— start of Input data —

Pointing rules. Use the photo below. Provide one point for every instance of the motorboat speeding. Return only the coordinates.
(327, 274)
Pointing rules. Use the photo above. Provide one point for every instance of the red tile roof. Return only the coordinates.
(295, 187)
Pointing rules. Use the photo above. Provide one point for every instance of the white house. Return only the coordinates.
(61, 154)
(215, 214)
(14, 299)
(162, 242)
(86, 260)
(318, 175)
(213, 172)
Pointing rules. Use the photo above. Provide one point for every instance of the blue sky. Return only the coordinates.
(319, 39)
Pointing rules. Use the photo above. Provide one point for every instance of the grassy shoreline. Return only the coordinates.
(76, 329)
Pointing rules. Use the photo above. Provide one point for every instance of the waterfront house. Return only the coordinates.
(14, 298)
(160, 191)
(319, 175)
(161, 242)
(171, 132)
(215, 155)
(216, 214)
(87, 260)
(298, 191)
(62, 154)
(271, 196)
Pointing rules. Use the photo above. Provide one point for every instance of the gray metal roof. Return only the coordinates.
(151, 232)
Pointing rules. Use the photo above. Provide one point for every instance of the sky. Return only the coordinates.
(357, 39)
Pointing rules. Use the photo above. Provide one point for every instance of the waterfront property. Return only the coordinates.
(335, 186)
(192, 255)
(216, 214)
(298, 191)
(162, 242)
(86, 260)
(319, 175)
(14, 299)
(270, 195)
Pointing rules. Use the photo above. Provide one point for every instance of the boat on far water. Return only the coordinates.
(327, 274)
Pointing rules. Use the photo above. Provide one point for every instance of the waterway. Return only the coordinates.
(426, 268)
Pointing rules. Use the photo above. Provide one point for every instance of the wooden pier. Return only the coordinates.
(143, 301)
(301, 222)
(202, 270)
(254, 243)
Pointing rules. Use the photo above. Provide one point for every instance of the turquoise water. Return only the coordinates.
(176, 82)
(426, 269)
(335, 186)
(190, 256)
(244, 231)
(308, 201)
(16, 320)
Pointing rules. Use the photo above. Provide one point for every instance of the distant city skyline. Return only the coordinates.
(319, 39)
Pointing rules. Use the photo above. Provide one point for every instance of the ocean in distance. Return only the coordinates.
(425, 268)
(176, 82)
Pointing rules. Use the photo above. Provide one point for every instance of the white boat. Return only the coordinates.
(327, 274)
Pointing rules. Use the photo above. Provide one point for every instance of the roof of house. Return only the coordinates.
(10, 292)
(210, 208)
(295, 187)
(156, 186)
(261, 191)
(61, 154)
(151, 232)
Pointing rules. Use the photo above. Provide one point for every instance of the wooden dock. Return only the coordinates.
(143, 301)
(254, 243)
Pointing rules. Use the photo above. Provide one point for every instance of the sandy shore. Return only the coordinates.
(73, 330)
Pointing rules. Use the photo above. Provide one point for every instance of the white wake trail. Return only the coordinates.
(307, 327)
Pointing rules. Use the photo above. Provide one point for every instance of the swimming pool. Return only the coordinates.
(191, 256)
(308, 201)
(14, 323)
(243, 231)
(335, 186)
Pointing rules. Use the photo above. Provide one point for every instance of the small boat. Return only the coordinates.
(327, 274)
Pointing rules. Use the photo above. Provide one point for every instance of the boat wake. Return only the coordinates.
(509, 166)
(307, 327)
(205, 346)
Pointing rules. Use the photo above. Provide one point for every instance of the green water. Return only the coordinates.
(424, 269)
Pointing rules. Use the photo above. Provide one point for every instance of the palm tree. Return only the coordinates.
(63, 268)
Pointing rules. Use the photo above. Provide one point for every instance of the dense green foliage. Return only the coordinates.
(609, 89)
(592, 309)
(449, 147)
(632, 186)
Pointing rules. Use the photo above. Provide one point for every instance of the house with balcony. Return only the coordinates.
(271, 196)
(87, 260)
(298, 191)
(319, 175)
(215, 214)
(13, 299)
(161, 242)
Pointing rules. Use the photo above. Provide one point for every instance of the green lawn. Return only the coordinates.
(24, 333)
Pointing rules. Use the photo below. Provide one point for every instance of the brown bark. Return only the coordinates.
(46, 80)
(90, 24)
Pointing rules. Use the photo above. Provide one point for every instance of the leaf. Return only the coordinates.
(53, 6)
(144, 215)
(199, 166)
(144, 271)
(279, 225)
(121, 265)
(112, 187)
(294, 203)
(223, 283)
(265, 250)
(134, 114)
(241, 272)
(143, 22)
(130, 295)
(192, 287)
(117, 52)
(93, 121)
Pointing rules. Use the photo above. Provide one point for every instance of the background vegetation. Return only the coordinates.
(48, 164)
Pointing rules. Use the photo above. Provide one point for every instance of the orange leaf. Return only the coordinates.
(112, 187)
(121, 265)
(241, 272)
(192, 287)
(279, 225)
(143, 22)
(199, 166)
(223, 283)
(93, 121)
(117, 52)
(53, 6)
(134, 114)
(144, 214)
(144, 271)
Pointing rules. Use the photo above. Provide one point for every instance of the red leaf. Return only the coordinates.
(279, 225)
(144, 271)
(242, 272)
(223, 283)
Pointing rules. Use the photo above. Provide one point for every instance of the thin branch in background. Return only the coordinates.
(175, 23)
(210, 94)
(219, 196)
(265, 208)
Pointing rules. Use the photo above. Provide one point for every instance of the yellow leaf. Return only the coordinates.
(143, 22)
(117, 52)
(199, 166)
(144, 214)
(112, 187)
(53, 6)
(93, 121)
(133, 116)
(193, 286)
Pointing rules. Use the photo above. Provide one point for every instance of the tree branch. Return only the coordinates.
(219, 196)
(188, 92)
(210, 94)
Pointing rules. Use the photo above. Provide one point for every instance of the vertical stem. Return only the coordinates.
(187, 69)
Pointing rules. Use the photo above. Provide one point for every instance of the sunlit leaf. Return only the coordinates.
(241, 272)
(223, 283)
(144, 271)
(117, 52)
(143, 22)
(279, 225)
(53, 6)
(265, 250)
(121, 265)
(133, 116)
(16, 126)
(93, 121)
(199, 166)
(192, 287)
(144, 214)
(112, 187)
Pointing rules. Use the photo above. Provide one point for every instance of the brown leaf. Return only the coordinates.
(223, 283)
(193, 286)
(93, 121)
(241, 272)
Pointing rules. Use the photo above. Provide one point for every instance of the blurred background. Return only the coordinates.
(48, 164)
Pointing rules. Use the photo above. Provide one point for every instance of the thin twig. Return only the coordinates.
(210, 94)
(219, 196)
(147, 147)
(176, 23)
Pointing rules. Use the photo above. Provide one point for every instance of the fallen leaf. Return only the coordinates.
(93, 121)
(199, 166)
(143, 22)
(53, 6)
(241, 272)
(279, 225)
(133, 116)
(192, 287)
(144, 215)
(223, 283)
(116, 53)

— end of Input data —

**Direction**
Format all of the data above as a two-column CSV with the header row instruction,points. Write one row for each request, placing its text under instruction and its answer under points, with each value in a single quoted field and any line breaks replaced by spaces.

**Written answer**
instruction,points
"Pointing rules. Use the photo below. Provide one point for every instance of the motorboat speeding. Return only the coordinates.","(327, 274)"
"Pointing rules. Use the photo above. Provide one point for every instance of the red tile roof. Return only the coordinates.","(295, 187)"
"Pointing rules. Use the photo above. Provide one point for every instance of the white house. Return only the coordinates.","(61, 154) (215, 214) (14, 299) (162, 242) (86, 260) (318, 175) (213, 172)"
"Pointing rules. Use the photo above. Provide one point for every instance of the blue sky. Return only the coordinates.","(319, 39)"
"Pointing rules. Use the photo above. Provide one point for every instance of the grassy shoreline. Return only the coordinates.","(76, 329)"
"Pointing rules. Use the photo above. Provide one point for every instance of the waterfront house. Return only the coordinates.","(14, 298) (160, 191) (319, 175) (161, 242) (171, 132) (215, 155) (216, 214) (87, 260) (298, 191) (62, 154) (271, 196)"
"Pointing rules. Use the photo above. Provide one point for every instance of the gray metal roof. Return only the coordinates.","(151, 232)"
"Pointing rules. Use the photo above. Provide one point for every instance of the sky. Return only the coordinates.","(357, 39)"
"Pointing rules. Use the photo above. Provide one point for every instance of the waterfront property. Return only the coordinates.","(335, 186) (192, 255) (216, 214) (298, 191) (162, 242) (86, 260) (319, 175) (14, 299) (270, 195)"
"Pointing rules. Use the photo above. Provide one point for every instance of the boat on far water. Return only the coordinates.","(327, 274)"
"Pointing rules. Use the photo above. Provide one point for every instance of the waterway. Return only the coordinates.","(426, 268)"
"Pointing rules. Use the photo above. Provide one point for every instance of the wooden pier. Return only the coordinates.","(143, 301) (301, 222) (202, 270) (254, 243)"
"Pointing rules. Use the photo above. Provide one point for every instance of the turquoise water. Return only the coordinates.","(176, 82) (426, 269) (335, 186) (190, 256) (244, 231) (308, 201) (16, 320)"
"Pointing rules. Use the photo above. Provide one point for every instance of the distant city skyline. Return only the coordinates.","(319, 39)"
"Pointing rules. Use the photo above. Provide one point for every instance of the ocean in distance. Return only the coordinates.","(425, 268) (176, 82)"
"Pointing rules. Use the photo above. Provide one point for every instance of the white boat. Return only the coordinates.","(327, 274)"
"Pointing rules. Use the photo above. Provide one point for every instance of the roof of house. Return only the coordinates.","(10, 292) (210, 208) (295, 187) (156, 186) (261, 191) (61, 154) (151, 232)"
"Pointing rules. Use the photo above. Provide one point for every instance of the wooden dock. Return only the coordinates.","(143, 301) (254, 243)"
"Pointing rules. Use the photo above. Provide one point for every instance of the sandy shore. Return only the coordinates.","(73, 330)"
"Pointing rules. Use the photo above. Provide one point for every instance of the white wake trail. Return only the coordinates.","(307, 327)"
"Pointing rules. Use the photo above. Provide one point for every instance of the swimming pool. Return only the coordinates.","(191, 256) (308, 201) (14, 323) (243, 231) (335, 186)"
"Pointing rules. Use the photo above. Provide one point for every instance of the small boat. Return only the coordinates.","(327, 274)"
"Pointing rules. Use the photo above. Provide one point for every instance of the boat wake. Return only the coordinates.","(509, 166) (307, 327) (205, 346)"
"Pointing rules. Use the photo above. Provide one point for every instance of the green water. Return only the coordinates.","(424, 269)"
"Pointing rules. Use the photo above. Provide one point for every instance of the palm tree. Return only the coordinates.","(63, 268)"
"Pointing rules. Use the photo above. Provide one point for every instance of the dense green foliage. Return only the coordinates.","(609, 89) (592, 309) (449, 147) (632, 186)"
"Pointing rules. Use the photo above. Provide one point for every instance of the house with balcony. Return only the coordinates.","(271, 196) (87, 260) (298, 191) (319, 175) (215, 214) (13, 299) (161, 242)"
"Pointing rules. Use the photo above. Provide one point for every instance of the green lawn. Return only the coordinates.","(24, 333)"
"Pointing rules. Use the photo below. Provide one point for every instance of the brown bark. Return only the coordinates.","(46, 80) (90, 24)"
"Pointing rules. Use the photo above. Provide one point for every instance of the leaf. Return only the coordinates.","(53, 6) (144, 215) (199, 166) (144, 271) (279, 225) (121, 265) (112, 187) (294, 203) (223, 283) (265, 250) (134, 114) (241, 272) (143, 22) (130, 295) (192, 287) (117, 52) (93, 121)"
"Pointing rules. Use the photo above. Provide one point for every instance of the background vegetation. Return only the coordinates.","(48, 164)"
"Pointing rules. Use the photo above. Provide one point for every instance of the orange leaf. Return only the coordinates.","(112, 187) (121, 265) (241, 272) (192, 287) (279, 225) (143, 22) (199, 166) (223, 283) (93, 121) (117, 52) (53, 6) (134, 114) (144, 214) (144, 271)"
"Pointing rules. Use the photo above. Provide one point for every instance of the red leaf. Return only the coordinates.","(279, 225) (144, 271) (242, 272) (223, 283)"
"Pointing rules. Use the photo above. Provide one point for every instance of the thin branch in background. Return only the coordinates.","(175, 23) (210, 94) (219, 196) (265, 208)"
"Pointing rules. Use the photo above. Provide one point for every instance of the yellow leaf. Return only the coordinates.","(143, 22) (117, 52) (199, 166) (144, 214) (112, 187) (53, 6) (93, 121) (133, 116) (193, 286)"
"Pointing rules. Use the photo above. Provide one point for every instance of the tree branch. Return only the coordinates.","(219, 196) (188, 92) (210, 94)"
"Pointing rules. Use the photo above. Provide one point for every instance of the vertical stem. Return only the coordinates.","(187, 69)"
"Pointing rules. Use the photo above. Provide one point for every instance of the sunlit leaf. Return only the coordinates.","(241, 272) (223, 283) (144, 271) (117, 52) (143, 22) (279, 225) (53, 6) (265, 250) (121, 265) (133, 116) (16, 126) (93, 121) (199, 166) (192, 287) (144, 214) (112, 187)"
"Pointing rules. Use the photo above. Provide one point for every instance of the brown leaf. Return only the coordinates.","(223, 283) (193, 286) (93, 121) (241, 272)"
"Pointing rules. Use the photo above. Provide one point for every instance of the blurred background. Return only the coordinates.","(48, 164)"
"Pointing rules. Use the photo above. Provide one point for every instance of the thin twig. Return only the coordinates.","(210, 94) (219, 196) (147, 147) (176, 23)"
"Pointing rules. Use the photo above. Provide one point for every instance of the fallen leaf. Return only the coordinates.","(93, 121) (199, 166) (143, 22) (53, 6) (241, 272) (279, 225) (133, 116) (192, 287) (144, 215) (223, 283) (116, 53)"